**EXERCISE TASK**
Copy the records below starting at the line containing "In this exercise you will mark every instance of the flexing" and ending at the line containing "<point>197,239</point>", with "red brick" replaced by "gray stone" and all else unchanged.

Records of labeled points

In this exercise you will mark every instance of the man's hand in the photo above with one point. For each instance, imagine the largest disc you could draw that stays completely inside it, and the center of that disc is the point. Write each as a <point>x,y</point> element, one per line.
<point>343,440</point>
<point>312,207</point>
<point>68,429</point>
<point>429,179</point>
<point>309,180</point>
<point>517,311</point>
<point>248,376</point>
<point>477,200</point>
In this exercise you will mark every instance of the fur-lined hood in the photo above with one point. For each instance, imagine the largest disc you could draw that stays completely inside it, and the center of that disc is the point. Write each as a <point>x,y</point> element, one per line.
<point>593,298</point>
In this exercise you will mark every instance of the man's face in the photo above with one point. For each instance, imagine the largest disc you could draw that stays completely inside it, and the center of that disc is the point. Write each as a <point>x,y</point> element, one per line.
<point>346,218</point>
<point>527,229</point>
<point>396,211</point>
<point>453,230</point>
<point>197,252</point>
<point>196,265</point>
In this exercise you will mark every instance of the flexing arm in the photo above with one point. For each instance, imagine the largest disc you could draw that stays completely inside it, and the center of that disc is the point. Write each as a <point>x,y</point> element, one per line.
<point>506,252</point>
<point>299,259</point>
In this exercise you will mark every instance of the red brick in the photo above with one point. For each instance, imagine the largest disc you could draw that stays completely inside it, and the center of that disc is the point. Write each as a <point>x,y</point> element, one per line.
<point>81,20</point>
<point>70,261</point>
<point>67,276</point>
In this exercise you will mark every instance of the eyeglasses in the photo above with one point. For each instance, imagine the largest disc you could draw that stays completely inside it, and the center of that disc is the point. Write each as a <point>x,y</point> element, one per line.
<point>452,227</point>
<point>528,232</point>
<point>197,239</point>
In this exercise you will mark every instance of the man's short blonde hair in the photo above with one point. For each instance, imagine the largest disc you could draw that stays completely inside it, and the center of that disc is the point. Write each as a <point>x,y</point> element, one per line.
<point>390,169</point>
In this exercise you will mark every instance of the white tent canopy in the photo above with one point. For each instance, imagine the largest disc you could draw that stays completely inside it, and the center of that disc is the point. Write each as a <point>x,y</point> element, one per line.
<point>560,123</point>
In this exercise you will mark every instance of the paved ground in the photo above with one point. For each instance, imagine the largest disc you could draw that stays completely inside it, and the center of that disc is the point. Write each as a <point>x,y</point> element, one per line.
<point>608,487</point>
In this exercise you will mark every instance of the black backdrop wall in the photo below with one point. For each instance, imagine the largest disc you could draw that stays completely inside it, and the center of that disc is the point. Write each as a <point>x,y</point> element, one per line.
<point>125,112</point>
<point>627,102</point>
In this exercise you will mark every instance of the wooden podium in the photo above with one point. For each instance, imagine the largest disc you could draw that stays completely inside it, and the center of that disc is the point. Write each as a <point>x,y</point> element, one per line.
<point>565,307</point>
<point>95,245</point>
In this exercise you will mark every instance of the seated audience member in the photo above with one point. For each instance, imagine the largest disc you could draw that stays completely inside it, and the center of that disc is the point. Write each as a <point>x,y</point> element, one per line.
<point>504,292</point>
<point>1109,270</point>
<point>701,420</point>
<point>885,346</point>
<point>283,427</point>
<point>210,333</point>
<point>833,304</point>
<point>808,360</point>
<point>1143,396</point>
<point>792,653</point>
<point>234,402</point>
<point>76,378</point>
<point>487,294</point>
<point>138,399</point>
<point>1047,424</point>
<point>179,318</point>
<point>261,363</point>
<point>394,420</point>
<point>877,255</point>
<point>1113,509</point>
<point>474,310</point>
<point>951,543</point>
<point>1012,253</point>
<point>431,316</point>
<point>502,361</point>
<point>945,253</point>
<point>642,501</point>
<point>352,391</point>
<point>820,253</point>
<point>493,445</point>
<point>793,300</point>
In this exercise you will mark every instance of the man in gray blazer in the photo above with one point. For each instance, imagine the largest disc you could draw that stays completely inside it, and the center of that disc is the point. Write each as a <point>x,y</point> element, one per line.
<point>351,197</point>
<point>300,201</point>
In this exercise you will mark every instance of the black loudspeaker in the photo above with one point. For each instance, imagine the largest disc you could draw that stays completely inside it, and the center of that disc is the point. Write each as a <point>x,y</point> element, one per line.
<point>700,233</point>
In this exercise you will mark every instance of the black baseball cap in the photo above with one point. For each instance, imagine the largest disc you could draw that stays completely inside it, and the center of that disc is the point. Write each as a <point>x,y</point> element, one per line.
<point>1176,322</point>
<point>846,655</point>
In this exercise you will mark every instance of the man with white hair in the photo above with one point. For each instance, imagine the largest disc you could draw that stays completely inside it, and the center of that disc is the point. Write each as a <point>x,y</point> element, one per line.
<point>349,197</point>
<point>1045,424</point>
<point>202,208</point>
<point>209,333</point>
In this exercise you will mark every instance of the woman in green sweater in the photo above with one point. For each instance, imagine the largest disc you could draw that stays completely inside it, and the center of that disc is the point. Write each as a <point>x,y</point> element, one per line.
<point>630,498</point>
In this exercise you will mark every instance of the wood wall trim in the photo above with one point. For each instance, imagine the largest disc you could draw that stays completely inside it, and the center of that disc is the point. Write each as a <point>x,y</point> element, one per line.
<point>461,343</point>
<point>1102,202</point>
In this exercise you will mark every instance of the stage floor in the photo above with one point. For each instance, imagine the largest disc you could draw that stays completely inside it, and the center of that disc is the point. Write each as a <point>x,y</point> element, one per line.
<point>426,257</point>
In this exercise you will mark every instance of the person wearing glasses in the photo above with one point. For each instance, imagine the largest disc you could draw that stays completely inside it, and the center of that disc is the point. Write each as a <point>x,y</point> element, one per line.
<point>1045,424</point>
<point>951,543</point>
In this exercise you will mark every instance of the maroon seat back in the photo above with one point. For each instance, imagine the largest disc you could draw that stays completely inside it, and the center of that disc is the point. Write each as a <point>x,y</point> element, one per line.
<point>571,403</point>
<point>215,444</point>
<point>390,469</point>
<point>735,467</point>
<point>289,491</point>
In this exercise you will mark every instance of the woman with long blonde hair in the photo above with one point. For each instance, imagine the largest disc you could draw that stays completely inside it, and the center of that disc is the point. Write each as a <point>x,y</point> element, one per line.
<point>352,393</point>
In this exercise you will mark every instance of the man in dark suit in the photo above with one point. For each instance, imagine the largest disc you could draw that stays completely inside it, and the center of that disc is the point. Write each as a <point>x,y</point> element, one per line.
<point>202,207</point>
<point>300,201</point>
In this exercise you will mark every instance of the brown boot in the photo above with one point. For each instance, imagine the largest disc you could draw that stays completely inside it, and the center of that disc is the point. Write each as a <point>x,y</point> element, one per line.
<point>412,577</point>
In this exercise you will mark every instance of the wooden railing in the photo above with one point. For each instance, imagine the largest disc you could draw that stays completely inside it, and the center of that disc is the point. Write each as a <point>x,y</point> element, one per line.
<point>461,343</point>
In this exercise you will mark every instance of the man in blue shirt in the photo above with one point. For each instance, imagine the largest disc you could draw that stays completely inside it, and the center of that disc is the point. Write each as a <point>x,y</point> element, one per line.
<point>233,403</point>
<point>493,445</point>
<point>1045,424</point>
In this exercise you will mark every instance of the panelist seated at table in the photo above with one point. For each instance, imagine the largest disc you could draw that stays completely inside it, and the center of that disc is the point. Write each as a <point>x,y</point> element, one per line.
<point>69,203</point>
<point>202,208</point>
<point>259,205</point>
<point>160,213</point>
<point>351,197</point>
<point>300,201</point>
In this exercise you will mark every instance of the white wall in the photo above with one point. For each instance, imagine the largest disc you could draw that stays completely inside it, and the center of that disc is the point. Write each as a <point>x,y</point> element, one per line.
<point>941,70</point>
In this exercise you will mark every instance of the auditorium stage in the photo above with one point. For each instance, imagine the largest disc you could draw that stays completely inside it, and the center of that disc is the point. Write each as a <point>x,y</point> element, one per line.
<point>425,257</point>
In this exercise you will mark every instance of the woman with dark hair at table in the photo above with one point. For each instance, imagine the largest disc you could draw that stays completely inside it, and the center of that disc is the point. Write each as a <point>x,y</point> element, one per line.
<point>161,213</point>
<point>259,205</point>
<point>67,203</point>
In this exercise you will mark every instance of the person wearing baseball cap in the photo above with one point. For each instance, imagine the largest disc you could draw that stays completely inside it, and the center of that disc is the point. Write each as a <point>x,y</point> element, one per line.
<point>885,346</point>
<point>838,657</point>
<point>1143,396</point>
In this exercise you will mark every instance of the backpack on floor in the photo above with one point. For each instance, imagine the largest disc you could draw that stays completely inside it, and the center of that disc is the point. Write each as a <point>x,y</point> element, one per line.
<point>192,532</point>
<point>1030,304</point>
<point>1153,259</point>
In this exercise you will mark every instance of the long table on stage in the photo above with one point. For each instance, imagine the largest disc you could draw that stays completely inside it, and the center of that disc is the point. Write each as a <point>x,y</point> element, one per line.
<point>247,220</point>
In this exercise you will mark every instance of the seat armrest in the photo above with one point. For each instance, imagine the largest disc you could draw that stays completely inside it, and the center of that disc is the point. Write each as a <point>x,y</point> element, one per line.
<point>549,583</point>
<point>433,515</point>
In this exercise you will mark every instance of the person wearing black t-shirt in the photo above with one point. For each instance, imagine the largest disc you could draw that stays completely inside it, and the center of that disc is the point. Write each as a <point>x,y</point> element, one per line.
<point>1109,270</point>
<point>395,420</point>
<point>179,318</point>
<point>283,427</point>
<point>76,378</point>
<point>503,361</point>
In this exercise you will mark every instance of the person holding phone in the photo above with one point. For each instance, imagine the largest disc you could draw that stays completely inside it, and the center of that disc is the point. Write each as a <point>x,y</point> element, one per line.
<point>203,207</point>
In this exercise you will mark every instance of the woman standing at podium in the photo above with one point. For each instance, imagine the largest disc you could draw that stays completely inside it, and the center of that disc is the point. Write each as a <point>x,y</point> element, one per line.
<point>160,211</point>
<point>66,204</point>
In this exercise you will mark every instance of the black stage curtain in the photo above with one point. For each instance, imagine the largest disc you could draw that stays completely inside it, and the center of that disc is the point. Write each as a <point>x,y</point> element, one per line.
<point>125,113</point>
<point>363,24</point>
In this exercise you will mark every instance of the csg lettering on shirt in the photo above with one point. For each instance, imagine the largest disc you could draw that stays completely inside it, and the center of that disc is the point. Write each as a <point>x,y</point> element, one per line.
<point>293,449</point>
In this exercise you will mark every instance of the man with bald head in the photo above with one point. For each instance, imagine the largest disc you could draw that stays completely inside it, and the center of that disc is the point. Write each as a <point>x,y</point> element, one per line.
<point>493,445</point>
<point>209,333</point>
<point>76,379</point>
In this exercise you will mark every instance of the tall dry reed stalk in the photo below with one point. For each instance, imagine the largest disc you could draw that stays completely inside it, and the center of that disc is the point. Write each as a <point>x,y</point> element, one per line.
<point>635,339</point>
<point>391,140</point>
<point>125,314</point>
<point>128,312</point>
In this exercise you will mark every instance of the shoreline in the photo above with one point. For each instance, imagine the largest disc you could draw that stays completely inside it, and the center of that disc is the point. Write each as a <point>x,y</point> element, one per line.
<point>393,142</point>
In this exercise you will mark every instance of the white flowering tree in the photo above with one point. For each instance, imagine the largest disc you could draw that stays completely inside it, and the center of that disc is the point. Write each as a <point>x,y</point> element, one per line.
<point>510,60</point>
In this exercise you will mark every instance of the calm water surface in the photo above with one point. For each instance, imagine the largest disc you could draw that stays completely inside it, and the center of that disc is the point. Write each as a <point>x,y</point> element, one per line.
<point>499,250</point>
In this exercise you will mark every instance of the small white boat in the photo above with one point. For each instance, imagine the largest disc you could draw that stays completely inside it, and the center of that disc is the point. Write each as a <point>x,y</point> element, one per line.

**RESULT OF THE EXERCISE**
In this exercise you will mark every instance of the flexing arm in the photo above with one point. For each instance, imagine the largest disc you could draw that stays completely inside it, and the center of that disc is the point. Write each as a <point>x,y</point> element, one per line.
<point>506,252</point>
<point>299,259</point>
In this exercise you will mark every instance of the gray stone in the photo above with one point. For each instance, imagine the largest disc you could draw that stays completely inside it, and the center of that disc is the point. Write each as a <point>x,y</point> element, one per line.
<point>81,20</point>
<point>70,261</point>
<point>67,276</point>
In this exercise you will mark every instance of the eyeglasses in the photo above with one point. For each instance, imagine the largest disc you could draw that stays completely inside it, and the center of that disc is the point. Write each as a <point>x,y</point> element, one per line.
<point>452,227</point>
<point>528,232</point>
<point>197,239</point>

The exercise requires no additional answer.